▶ **THE REQUEST**
Copy the records below word for word, from their start down to the line containing "[211,122,240,256]", including that line. Leave the pictures out of your copy.

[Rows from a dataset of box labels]
>> Start

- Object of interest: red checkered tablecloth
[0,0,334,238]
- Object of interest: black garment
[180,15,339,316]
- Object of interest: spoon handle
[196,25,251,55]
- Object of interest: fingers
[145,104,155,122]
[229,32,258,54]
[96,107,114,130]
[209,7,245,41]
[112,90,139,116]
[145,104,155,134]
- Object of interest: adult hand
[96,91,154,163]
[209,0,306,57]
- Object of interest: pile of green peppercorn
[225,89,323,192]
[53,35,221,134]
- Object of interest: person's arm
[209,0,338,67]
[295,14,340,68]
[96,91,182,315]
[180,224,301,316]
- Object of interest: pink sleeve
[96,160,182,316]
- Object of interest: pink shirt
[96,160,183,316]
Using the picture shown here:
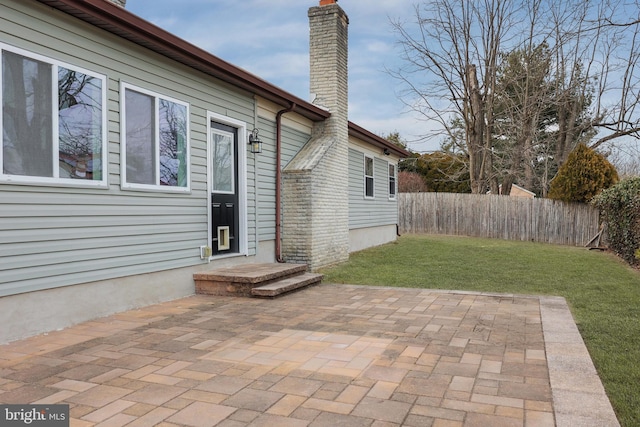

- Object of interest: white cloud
[127,0,424,151]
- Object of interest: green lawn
[322,235,640,426]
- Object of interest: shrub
[592,177,640,265]
[548,144,618,203]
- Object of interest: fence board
[398,193,600,246]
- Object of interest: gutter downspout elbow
[276,102,296,263]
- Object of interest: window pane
[365,177,373,197]
[160,99,187,187]
[2,51,53,177]
[125,89,156,185]
[58,67,102,180]
[212,131,234,193]
[364,157,373,176]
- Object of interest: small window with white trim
[0,44,107,187]
[121,83,190,192]
[364,156,375,199]
[389,163,397,200]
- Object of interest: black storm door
[211,123,240,256]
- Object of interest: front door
[211,122,240,256]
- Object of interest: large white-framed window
[364,155,375,199]
[389,163,398,200]
[120,82,191,192]
[0,43,108,187]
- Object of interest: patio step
[193,263,322,297]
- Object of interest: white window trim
[206,111,249,261]
[362,154,376,200]
[120,82,191,193]
[387,162,398,200]
[0,43,109,188]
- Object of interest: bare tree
[392,0,515,193]
[392,0,640,194]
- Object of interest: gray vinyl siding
[256,117,311,241]
[0,0,257,296]
[349,148,398,229]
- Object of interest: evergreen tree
[549,144,618,203]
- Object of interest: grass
[322,235,640,426]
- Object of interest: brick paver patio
[0,284,618,427]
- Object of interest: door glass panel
[211,129,235,193]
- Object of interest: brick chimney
[282,0,349,270]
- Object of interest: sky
[126,0,439,152]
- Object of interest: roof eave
[36,0,331,121]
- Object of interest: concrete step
[251,273,323,298]
[193,263,316,296]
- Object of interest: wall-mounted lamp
[249,128,262,154]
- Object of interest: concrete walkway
[0,284,618,427]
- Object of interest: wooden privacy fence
[398,193,600,246]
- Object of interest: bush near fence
[398,193,600,246]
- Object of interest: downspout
[276,102,296,262]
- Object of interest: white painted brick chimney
[282,0,349,270]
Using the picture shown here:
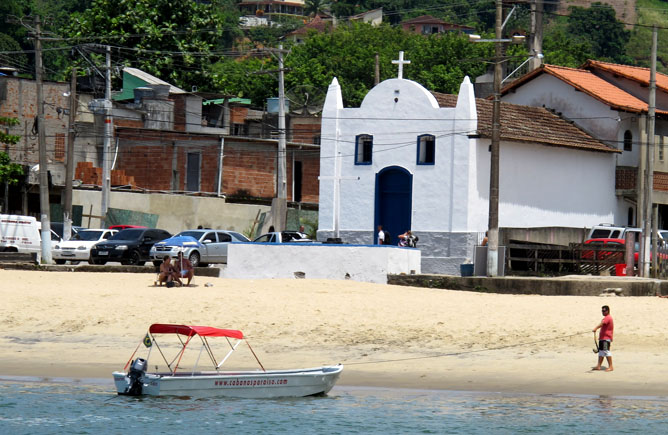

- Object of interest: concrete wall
[221,243,421,284]
[72,189,270,233]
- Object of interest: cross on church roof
[392,51,411,79]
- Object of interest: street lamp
[469,0,524,276]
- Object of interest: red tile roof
[287,14,332,36]
[582,60,668,91]
[432,92,621,153]
[501,65,668,115]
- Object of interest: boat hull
[113,364,343,399]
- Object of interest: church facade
[318,61,615,274]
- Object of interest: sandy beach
[0,270,668,396]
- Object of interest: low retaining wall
[221,243,420,284]
[387,275,668,296]
[0,263,220,277]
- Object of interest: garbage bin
[459,264,473,276]
[615,264,626,276]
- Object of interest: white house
[318,53,617,273]
[501,60,668,232]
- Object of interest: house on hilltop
[318,54,619,274]
[401,15,475,35]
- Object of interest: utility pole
[100,45,113,228]
[487,0,503,276]
[35,15,53,264]
[640,26,657,277]
[277,44,288,201]
[529,0,543,71]
[63,68,77,240]
[254,44,289,231]
[469,0,524,276]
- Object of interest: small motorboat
[113,323,343,399]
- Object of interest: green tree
[66,0,239,90]
[212,57,278,106]
[0,117,23,212]
[543,27,596,68]
[304,0,331,15]
[286,23,492,105]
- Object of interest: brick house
[93,69,319,203]
[0,76,70,215]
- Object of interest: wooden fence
[506,243,640,276]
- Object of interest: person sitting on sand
[158,255,181,285]
[175,252,195,286]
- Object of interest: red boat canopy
[148,323,244,340]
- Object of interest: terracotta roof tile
[432,92,620,153]
[501,65,668,115]
[582,60,668,91]
[288,15,332,36]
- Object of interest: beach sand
[0,270,668,396]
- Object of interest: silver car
[149,229,250,267]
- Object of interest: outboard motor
[123,358,148,396]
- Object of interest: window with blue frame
[417,134,436,165]
[355,134,373,165]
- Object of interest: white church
[318,53,619,274]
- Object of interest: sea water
[0,379,668,434]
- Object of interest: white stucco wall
[221,243,421,284]
[496,142,617,228]
[319,78,477,235]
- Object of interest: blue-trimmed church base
[318,230,480,276]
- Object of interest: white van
[588,224,642,242]
[0,214,41,256]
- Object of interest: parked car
[0,214,42,256]
[51,222,85,239]
[582,238,668,264]
[149,229,250,267]
[582,237,626,263]
[253,231,314,243]
[109,225,146,231]
[51,229,118,264]
[90,228,172,266]
[587,224,642,241]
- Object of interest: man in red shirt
[592,305,615,372]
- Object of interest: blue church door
[374,166,413,245]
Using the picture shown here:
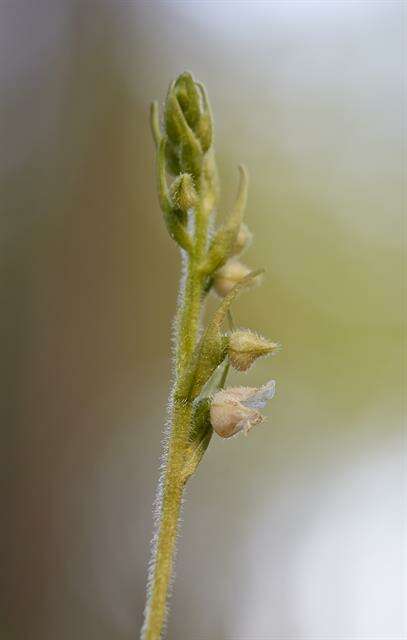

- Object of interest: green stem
[141,197,208,640]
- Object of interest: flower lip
[210,380,275,438]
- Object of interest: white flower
[228,329,278,371]
[210,380,275,438]
[213,258,250,298]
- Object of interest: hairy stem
[141,198,207,640]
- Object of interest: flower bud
[170,173,198,213]
[232,223,253,256]
[228,329,278,371]
[210,380,275,438]
[213,259,255,298]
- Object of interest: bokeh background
[0,0,406,640]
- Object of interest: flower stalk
[141,73,274,640]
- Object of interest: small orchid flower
[228,329,278,371]
[213,258,250,298]
[210,380,275,438]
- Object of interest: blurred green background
[0,0,406,640]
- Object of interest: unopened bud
[210,380,275,438]
[228,330,278,371]
[213,259,255,298]
[233,223,253,256]
[170,173,198,213]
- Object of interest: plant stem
[141,197,208,640]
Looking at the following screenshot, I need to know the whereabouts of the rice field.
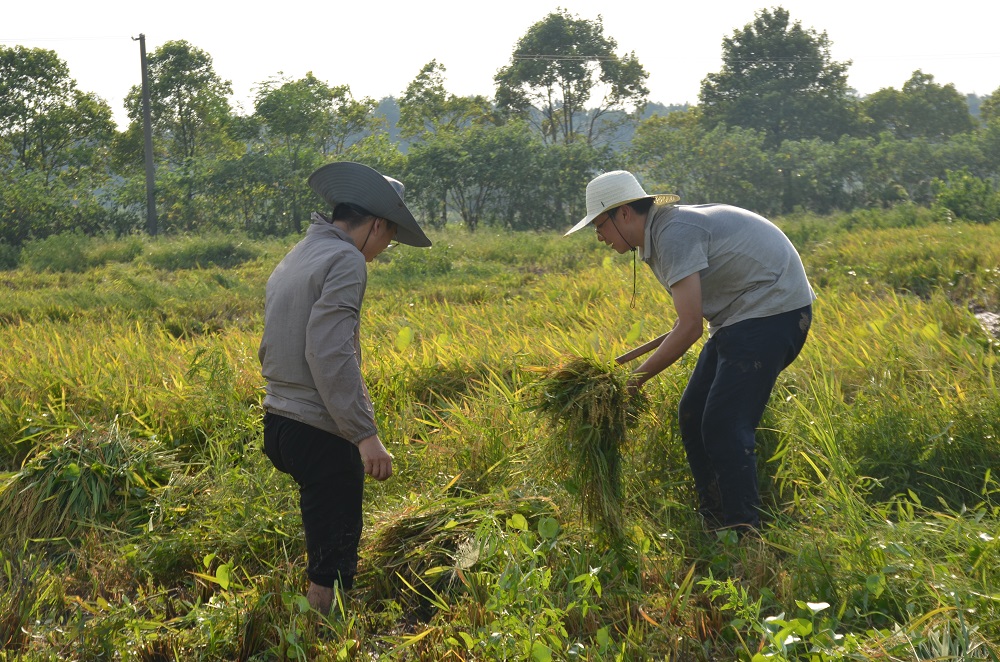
[0,224,1000,661]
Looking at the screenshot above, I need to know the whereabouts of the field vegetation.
[0,215,1000,661]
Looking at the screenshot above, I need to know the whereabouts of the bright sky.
[0,0,1000,127]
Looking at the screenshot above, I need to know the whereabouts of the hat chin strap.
[608,217,635,251]
[358,219,376,253]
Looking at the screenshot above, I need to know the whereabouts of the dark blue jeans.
[264,412,365,591]
[678,306,812,527]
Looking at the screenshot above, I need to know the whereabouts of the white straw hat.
[563,170,681,236]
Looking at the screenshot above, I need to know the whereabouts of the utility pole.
[132,34,156,237]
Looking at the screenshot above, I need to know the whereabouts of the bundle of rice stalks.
[530,357,648,541]
[358,493,555,617]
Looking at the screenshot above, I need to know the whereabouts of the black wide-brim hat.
[309,161,431,247]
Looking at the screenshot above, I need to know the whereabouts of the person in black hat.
[258,162,431,614]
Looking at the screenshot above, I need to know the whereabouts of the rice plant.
[530,357,647,541]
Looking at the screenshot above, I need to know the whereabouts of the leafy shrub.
[0,242,21,270]
[146,235,257,271]
[932,168,1000,223]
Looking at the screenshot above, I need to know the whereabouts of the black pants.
[264,412,365,591]
[678,306,812,527]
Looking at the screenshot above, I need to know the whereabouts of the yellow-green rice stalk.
[531,357,647,541]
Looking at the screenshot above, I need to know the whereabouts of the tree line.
[0,7,1000,249]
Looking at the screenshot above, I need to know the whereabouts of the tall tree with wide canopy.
[397,60,498,227]
[862,69,972,140]
[0,46,115,246]
[494,9,649,145]
[700,7,859,147]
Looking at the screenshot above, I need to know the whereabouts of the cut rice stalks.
[529,357,647,543]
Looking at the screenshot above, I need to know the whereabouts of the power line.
[0,35,132,44]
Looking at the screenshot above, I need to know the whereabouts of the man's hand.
[358,435,392,480]
[625,372,646,398]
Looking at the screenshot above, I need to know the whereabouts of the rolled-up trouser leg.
[264,413,365,590]
[681,306,812,527]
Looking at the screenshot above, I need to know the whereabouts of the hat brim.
[309,161,431,248]
[563,193,681,237]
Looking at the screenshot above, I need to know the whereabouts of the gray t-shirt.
[257,222,378,444]
[642,204,816,335]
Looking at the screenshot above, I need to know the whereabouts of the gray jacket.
[257,221,378,444]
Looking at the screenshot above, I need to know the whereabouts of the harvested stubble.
[531,357,647,541]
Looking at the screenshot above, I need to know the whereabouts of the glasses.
[594,207,618,234]
[382,218,399,250]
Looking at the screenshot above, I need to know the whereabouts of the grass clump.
[531,357,648,541]
[145,235,258,271]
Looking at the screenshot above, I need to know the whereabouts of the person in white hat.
[566,170,816,533]
[258,162,431,615]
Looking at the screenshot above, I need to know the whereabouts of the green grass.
[0,220,1000,661]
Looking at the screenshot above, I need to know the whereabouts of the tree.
[494,10,649,144]
[254,72,336,232]
[0,46,114,179]
[398,60,497,227]
[0,46,119,246]
[862,69,975,140]
[125,40,239,230]
[979,87,1000,124]
[628,109,781,214]
[700,7,860,148]
[398,60,496,139]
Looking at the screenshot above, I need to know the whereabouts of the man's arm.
[629,272,705,391]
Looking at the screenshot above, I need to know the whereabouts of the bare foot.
[306,582,333,616]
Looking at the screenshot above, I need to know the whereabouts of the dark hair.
[626,198,654,214]
[330,202,375,228]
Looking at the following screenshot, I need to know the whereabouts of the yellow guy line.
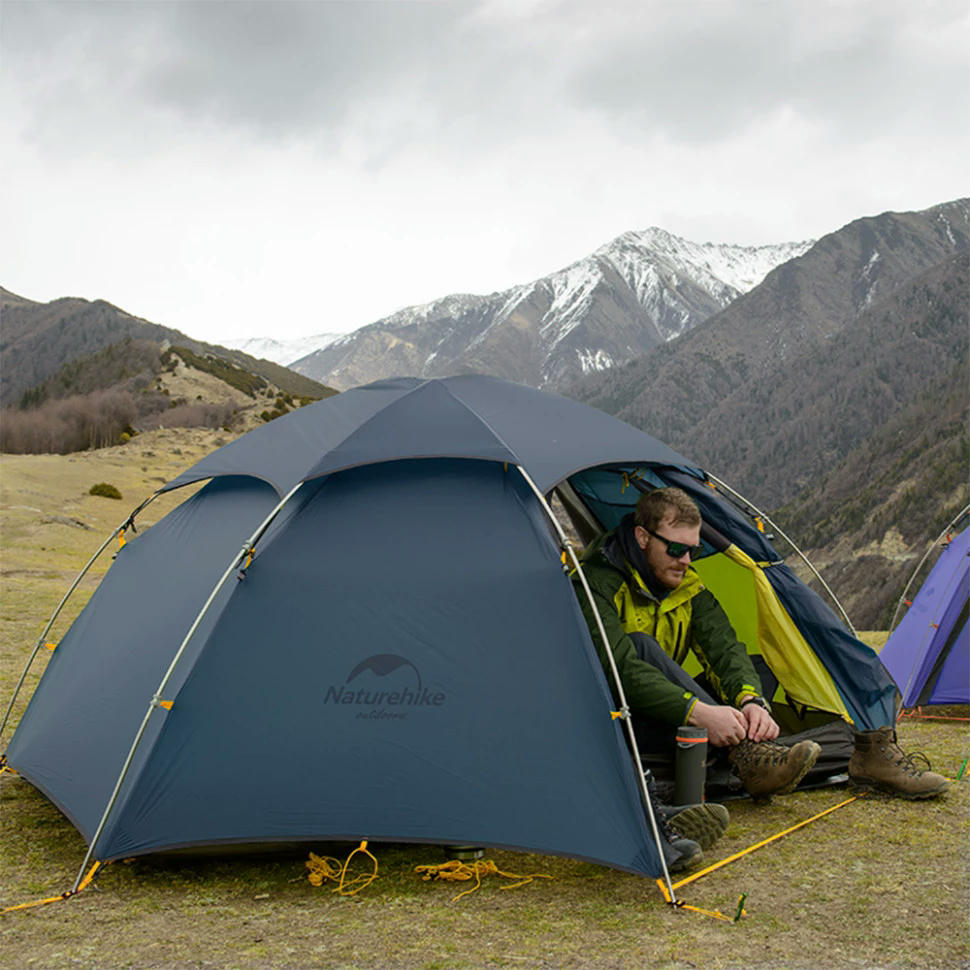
[657,792,865,889]
[0,862,101,916]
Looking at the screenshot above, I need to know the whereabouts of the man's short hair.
[633,486,701,530]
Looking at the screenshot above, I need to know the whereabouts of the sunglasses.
[640,525,704,559]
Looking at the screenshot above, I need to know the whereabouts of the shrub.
[88,482,121,498]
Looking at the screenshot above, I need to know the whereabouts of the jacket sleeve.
[573,577,696,726]
[691,589,761,706]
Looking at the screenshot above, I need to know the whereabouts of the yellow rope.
[305,839,377,896]
[674,792,865,889]
[657,792,866,923]
[0,862,101,916]
[414,859,552,902]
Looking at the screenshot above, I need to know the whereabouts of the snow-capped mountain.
[290,228,812,388]
[218,333,341,367]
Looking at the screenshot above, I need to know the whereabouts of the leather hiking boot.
[664,839,704,872]
[728,740,822,798]
[849,727,950,798]
[660,802,731,849]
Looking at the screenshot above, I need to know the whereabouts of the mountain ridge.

>> End

▶ **EXERCISE OUTPUT**
- Object of interest: red checkered tablecloth
[0,0,334,238]
- Object of interest: black garment
[180,15,339,316]
- Object of interest: spoon handle
[196,25,251,55]
- Object of interest: fingers
[145,104,155,122]
[229,32,258,54]
[96,107,114,130]
[209,7,245,41]
[112,90,139,116]
[145,104,155,134]
- Object of interest: adult hand
[96,91,154,163]
[209,0,306,57]
- Object of interest: pile of green peppercorn
[225,89,323,192]
[53,35,221,134]
- Object of interest: person's arm
[209,0,338,67]
[295,14,340,68]
[96,91,182,315]
[180,224,301,316]
- Object of interest: pink sleeve
[96,160,182,316]
- Object of interest: pink shirt
[96,160,183,316]
Using the picture shown here:

- Object of interest: white cloud
[127,0,424,151]
- Object of interest: green lawn
[322,235,640,426]
- Object of interest: shrub
[592,177,640,265]
[548,144,618,203]
- Object of interest: fence board
[398,193,600,246]
- Object of interest: gutter downspout elbow
[276,102,296,263]
- Object of interest: window pane
[365,177,373,197]
[160,99,187,187]
[2,51,53,177]
[125,89,156,185]
[58,67,102,180]
[212,131,234,193]
[364,157,373,176]
- Object of interest: small window with white trim
[0,44,107,187]
[121,83,190,192]
[364,156,375,199]
[389,163,397,200]
- Object of interest: black storm door
[211,123,240,256]
- Object of interest: front door
[211,122,240,256]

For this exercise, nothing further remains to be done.